PROBLEM :: Please transcribe the lines below word for word, starting with the line containing "Expected: for every instance of the wrinkled pug" and continuing through the final line. Copy only those lines.
>> Begin SUPPLIED DATA
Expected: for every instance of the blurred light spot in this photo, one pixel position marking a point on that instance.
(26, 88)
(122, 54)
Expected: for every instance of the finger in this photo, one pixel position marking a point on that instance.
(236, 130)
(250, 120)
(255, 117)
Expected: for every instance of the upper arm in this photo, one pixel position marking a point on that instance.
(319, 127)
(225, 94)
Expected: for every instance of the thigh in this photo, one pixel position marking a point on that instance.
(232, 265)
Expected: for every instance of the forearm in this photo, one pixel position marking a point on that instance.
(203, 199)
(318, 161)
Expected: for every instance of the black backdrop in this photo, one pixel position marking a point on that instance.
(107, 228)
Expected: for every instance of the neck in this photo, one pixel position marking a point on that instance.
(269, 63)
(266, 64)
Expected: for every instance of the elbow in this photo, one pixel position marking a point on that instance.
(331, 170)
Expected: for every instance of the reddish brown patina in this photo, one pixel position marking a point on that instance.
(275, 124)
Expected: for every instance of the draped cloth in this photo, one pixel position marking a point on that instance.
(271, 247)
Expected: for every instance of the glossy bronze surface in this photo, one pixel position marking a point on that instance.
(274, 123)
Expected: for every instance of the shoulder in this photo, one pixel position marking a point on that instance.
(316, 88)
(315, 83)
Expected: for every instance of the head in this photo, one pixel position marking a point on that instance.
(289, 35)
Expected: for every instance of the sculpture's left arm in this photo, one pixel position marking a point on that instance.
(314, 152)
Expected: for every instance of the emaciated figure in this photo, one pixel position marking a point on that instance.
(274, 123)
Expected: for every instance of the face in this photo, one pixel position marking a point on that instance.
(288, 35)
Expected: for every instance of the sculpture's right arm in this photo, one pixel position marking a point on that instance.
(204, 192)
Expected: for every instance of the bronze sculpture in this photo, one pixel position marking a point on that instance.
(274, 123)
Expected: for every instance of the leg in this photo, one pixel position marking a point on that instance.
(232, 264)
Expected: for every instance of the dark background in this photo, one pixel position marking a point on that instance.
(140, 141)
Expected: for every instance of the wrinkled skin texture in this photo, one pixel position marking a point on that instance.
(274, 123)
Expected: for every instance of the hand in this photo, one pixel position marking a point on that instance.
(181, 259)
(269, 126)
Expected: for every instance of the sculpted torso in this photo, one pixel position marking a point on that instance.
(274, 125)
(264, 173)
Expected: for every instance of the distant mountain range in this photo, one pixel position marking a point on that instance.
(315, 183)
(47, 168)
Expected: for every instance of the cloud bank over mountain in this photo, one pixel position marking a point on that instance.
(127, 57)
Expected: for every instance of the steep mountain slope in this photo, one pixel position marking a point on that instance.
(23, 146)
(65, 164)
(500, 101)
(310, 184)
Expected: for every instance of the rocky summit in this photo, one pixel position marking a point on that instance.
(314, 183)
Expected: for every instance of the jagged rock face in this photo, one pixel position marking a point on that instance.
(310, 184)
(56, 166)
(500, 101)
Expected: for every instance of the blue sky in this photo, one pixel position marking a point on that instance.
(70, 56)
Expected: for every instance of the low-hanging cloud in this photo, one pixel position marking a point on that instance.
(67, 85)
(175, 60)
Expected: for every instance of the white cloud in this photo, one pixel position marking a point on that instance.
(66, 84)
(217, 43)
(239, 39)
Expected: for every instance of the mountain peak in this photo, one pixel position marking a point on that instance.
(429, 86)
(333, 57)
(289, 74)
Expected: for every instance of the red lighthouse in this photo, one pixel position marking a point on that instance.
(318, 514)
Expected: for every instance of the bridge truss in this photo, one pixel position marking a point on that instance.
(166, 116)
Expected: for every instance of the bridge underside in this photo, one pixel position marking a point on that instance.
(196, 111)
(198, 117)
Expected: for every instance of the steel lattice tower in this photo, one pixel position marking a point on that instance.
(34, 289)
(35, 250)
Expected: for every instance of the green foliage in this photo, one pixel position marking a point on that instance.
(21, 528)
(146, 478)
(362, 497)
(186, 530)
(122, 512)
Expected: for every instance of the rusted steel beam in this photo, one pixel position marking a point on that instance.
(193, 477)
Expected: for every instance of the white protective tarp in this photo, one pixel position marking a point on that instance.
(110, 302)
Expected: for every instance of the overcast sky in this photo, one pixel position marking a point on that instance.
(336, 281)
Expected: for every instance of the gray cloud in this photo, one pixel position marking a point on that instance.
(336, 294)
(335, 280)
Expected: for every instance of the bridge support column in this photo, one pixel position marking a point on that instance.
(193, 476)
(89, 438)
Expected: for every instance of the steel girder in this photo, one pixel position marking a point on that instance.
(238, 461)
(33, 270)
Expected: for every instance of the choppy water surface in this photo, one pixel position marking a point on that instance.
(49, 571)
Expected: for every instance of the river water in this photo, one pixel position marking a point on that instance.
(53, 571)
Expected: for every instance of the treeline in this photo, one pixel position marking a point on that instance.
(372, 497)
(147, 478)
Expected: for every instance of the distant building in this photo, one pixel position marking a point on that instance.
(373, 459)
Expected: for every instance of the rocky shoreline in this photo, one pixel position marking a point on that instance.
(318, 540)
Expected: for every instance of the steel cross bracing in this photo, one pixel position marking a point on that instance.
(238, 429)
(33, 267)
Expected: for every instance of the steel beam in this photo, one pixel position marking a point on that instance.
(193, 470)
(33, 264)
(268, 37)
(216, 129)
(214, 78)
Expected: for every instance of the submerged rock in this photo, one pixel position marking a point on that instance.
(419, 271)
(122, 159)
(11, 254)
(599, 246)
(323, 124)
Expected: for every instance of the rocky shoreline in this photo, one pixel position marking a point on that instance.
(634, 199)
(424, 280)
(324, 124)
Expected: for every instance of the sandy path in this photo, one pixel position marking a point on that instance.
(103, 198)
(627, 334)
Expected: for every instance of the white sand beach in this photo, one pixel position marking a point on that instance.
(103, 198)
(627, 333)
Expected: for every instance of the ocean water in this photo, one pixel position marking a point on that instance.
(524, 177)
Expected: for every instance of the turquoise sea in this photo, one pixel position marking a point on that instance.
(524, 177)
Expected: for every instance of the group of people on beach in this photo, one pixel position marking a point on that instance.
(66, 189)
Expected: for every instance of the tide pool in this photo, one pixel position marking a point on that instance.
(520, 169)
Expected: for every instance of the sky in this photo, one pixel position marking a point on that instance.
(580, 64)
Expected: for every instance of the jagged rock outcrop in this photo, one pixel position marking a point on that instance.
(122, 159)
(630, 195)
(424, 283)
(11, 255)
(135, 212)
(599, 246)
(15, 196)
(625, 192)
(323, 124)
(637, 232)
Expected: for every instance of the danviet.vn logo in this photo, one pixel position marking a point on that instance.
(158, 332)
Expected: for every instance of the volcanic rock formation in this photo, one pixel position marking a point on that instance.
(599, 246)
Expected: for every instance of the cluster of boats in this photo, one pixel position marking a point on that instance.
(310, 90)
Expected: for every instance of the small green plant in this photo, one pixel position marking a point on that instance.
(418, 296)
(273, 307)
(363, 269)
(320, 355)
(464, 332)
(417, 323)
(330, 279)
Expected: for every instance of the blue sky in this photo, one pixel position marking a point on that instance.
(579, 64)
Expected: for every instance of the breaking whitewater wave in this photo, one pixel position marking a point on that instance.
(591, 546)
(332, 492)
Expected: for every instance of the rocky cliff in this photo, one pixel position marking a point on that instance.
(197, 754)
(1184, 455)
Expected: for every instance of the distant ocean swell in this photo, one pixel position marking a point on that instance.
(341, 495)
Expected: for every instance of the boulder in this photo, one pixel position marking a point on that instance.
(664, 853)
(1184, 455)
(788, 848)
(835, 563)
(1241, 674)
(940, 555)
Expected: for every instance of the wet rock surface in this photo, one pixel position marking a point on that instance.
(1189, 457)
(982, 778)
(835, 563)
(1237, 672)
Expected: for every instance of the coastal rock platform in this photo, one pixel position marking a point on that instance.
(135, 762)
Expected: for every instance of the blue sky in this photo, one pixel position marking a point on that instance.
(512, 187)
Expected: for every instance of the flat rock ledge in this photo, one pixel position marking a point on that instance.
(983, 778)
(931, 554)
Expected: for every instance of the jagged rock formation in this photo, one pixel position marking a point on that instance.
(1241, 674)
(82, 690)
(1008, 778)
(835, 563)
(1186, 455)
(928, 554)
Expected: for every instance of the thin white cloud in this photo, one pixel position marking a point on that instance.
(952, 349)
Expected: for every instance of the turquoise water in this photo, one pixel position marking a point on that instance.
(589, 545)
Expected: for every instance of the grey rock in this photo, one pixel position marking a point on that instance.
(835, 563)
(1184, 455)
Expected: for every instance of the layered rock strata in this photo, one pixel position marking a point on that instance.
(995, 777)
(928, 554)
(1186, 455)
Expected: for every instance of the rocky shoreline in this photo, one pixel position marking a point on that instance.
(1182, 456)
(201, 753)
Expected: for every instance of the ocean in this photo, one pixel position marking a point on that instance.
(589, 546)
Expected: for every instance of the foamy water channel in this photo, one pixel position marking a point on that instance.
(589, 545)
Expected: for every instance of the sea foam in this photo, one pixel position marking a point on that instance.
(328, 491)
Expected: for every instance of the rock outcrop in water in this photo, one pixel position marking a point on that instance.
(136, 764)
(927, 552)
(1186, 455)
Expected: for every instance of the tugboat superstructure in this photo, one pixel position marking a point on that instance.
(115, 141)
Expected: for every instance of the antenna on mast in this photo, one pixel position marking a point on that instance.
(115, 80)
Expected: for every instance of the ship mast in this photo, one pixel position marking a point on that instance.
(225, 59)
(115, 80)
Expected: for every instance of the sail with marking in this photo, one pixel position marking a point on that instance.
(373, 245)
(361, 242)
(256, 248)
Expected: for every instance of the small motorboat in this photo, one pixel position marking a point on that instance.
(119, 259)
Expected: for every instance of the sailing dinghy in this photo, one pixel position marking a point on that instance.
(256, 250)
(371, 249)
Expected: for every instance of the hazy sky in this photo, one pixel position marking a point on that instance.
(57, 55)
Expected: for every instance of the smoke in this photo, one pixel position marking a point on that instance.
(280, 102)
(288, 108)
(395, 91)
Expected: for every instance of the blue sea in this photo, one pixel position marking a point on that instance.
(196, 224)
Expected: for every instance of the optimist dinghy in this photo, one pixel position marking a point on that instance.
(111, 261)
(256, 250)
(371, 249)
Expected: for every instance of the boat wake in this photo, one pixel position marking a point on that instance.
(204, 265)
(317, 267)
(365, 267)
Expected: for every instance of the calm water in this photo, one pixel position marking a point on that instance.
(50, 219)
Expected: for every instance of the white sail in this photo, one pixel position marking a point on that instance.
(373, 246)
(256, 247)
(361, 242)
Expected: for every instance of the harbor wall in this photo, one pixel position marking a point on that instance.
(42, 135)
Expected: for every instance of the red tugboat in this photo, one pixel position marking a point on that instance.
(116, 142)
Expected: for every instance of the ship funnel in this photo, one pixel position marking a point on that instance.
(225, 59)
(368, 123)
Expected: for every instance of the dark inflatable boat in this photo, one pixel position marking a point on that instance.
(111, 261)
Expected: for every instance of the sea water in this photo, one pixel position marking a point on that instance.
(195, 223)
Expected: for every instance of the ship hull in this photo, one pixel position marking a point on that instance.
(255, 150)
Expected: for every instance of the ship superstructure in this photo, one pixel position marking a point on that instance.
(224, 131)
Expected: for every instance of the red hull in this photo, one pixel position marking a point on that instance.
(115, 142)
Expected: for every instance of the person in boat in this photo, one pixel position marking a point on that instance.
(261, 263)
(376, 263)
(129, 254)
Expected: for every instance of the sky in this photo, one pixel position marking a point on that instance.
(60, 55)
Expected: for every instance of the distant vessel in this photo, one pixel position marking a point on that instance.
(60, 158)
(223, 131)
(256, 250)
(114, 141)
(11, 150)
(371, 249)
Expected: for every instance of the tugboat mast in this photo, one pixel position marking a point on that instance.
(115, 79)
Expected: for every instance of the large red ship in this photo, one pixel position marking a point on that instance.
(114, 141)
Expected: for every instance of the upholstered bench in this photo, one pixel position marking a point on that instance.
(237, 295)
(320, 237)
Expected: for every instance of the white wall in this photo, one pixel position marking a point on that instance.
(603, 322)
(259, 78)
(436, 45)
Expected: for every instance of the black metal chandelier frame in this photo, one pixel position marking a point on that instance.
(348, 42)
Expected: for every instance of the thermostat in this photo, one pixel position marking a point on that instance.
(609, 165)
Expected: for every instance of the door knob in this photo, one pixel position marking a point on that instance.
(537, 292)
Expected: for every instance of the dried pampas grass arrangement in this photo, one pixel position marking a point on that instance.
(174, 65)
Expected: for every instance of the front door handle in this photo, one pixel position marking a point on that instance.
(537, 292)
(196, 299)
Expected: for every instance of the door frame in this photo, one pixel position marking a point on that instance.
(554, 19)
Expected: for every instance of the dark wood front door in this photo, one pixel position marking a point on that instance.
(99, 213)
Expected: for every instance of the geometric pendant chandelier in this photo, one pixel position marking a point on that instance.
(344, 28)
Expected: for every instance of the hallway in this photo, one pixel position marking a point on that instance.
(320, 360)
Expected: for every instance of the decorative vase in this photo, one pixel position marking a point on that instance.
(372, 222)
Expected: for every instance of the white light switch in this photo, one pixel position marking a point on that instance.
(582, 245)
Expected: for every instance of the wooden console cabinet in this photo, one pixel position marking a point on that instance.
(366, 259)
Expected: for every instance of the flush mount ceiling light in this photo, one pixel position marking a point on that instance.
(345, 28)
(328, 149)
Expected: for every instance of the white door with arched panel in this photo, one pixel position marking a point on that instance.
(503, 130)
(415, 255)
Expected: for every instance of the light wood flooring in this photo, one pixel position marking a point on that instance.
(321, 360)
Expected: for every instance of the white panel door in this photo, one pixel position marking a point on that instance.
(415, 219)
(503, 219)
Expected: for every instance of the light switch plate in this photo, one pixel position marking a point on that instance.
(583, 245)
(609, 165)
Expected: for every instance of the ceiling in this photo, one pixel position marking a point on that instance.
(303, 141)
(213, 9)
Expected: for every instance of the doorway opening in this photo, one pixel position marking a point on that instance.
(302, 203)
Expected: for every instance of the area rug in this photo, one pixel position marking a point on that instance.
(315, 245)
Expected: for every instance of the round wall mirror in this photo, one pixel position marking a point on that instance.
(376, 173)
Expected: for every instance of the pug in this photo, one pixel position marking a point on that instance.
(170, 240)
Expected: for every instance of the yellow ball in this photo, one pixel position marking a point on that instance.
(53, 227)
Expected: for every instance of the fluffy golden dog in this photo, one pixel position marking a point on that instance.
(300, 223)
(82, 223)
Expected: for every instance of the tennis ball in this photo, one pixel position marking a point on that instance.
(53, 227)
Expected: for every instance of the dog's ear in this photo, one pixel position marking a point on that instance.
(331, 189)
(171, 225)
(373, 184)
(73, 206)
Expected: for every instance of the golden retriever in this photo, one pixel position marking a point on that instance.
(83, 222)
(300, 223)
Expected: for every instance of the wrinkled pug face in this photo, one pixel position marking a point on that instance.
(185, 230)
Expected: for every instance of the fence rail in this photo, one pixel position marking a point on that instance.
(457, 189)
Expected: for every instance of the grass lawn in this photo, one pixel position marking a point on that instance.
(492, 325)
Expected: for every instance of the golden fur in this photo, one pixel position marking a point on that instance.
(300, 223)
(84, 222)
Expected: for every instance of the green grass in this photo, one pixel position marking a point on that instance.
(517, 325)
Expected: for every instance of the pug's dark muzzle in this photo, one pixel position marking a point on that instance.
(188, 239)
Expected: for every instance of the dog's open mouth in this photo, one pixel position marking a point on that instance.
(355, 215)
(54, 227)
>> End SUPPLIED DATA
EXERCISE RESPONSE ::
Expected: for every instance of the wrinkled pug face in this photo, one pixel position marking a point on that instance.
(185, 230)
Expected: for every instance of the fence rail in this photo, one pixel position marking a point on that instance.
(457, 189)
Expected: for every instance of the grass lawn in this photo, one pixel position marking a point on that instance.
(492, 325)
Expected: for every instance of the golden fur in this photo, one pixel position marking a point on that instance.
(300, 223)
(84, 222)
Expected: for every instance of the green grass in this photo, one pixel position marking a point on that instance.
(517, 325)
Expected: for every instance of the pug's dark muzzle in this photo, one pixel position marking a point on that instance.
(188, 239)
Expected: for every instance of the dog's open mouth in this photo, one pixel position marking a point on that instance.
(355, 215)
(54, 227)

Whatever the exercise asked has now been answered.